> **Task to carry out**:
Write out the material below exactly, beginning at the line that contains "Question. Identify every instance of the panda head" and ending with its last line, both ends included; write nothing else.

Records from a dataset
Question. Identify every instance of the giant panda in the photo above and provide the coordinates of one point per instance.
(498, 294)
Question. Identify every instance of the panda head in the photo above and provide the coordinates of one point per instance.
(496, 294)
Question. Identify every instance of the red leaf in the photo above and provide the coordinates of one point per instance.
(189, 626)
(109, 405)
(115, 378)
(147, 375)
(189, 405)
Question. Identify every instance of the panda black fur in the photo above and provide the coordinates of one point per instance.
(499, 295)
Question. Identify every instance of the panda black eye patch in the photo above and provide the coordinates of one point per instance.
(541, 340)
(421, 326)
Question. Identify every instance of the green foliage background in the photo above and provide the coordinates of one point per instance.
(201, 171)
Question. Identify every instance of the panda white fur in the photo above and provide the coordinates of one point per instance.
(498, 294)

> **Complete response**:
Question. Identify every instance of the panda head in the photo above and provide the coordinates of one point per instance.
(496, 294)
Question. Identify every instance of the red leaf in the photo above and provide the coordinates of one point per instance.
(189, 626)
(109, 405)
(115, 378)
(147, 375)
(189, 405)
Question. Identify every instance of the panda black fur in the photo above and provide the coordinates of one point per instance.
(499, 295)
Question. Identify every instance of the panda black eye patch in the photo above and provide the coordinates of one point per instance.
(541, 340)
(421, 326)
Question. Identify every instance of the green foliage background in the photo above and provide the coordinates of one point per instance.
(201, 171)
Question. Identify every instance of the panda white fur in the photo above and provide the coordinates of one point per instance.
(498, 294)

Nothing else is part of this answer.